• **本文**
ところで、このドラマのように「放送局が舞台」となる作品では、よく“迷路のような構造”が描かれます。
これは単なる演出なのでしょうか?
実は、日本の放送局は、本当に複雑な構造になっているようです。
放送局の中はなぜ“迷路”なのか?

ゾーニングによる分断
NHKや日本テレビ、TBSなどの放送局は、報道・バラエティ・編集・営業といった部署が、物理的に別フロアやエリアに分かれています。
これは、情報の機密性や効率性、セキュリティの観点から設計されており、各エリアへの立ち入りにはカード認証が必要なことも多いです。
- ゾーニングとは:
基本的には「区分する」という意味で使われています。
日本独自で使われている外来語で、由来となっている英語「zoning」は「地区制」という意味です。
増改築による入り組み
特に、建設から長年運用されてきた局舎(旧TBS、旧フジテレビ河田町など)では、何度も増改築が行われてきた結果、通路が入り組み、部屋の配置も非対称です。
バックヤードの存在
観覧者やゲストには見えない裏導線(通称:バックヤード)も多数存在し、スタジオや編集室を裏からつなぐ通路は、一部のスタッフしか知らない“裏道”として重宝されています。
実際に「迷路構造」が功を奏した出来事
NHKでの不審者侵入事件(2004年)
NHK渋谷放送センターに刃物を持った男が侵入した事件が起きました。
ゾーニングと裏導線により報道エリアへの侵入を防ぎ、職員の安全を確保する結果となったようです。
東日本大震災での報道継続(2011年)
NHKや民放では、編集・送出機能が分かれた構造や、独立した非常電源ルートにより、建物の一部が損傷しても報道を止めずに対応できました。

• **演習課題**
**a.** 放送局の構造についての本文で、物理的に別フロアやエリアに分かれているとされる部署をすべて挙げてください。
**b.** 放送局の構造についての本文から、「これは、情報の機密性や効率性」と「道を止めずに対応できました。」の間を、両端を含めてそのまま返してください。

• **表示データ**

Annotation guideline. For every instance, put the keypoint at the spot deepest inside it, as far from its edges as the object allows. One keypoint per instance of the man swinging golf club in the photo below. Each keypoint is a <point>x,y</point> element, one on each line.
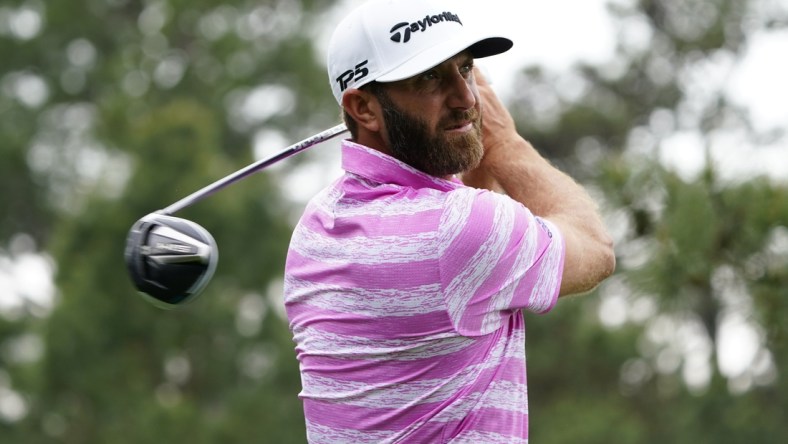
<point>405,286</point>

• **課題別の解答**
**a.** 報道、バラエティ、編集、営業

**b.**
これは、情報の機密性や効率性、セキュリティの観点から設計されており、各エリアへの立ち入りにはカード認証が必要なことも多いです。
- ゾーニングとは:
基本的には「区分する」という意味で使われています。
日本独自で使われている外来語で、由来となっている英語「zoning」は「地区制」という意味です。
増改築による入り組み
特に、建設から長年運用されてきた局舎(旧TBS、旧フジテレビ河田町など)では、何度も増改築が行われてきた結果、通路が入り組み、部屋の配置も非対称です。
バックヤードの存在
観覧者やゲストには見えない裏導線(通称:バックヤード)も多数存在し、スタジオや編集室を裏からつなぐ通路は、一部のスタッフしか知らない“裏道”として重宝されています。
実際に「迷路構造」が功を奏した出来事
NHKでの不審者侵入事件(2004年)
NHK渋谷放送センターに刃物を持った男が侵入した事件が起きました。
ゾーニングと裏導線により報道エリアへの侵入を防ぎ、職員の安全を確保する結果となったようです。
東日本大震災での報道継続(2011年)
NHKや民放では、編集・送出機能が分かれた構造や、独立した非常電源ルートにより、建物の一部が損傷しても報道を止めずに対応できました。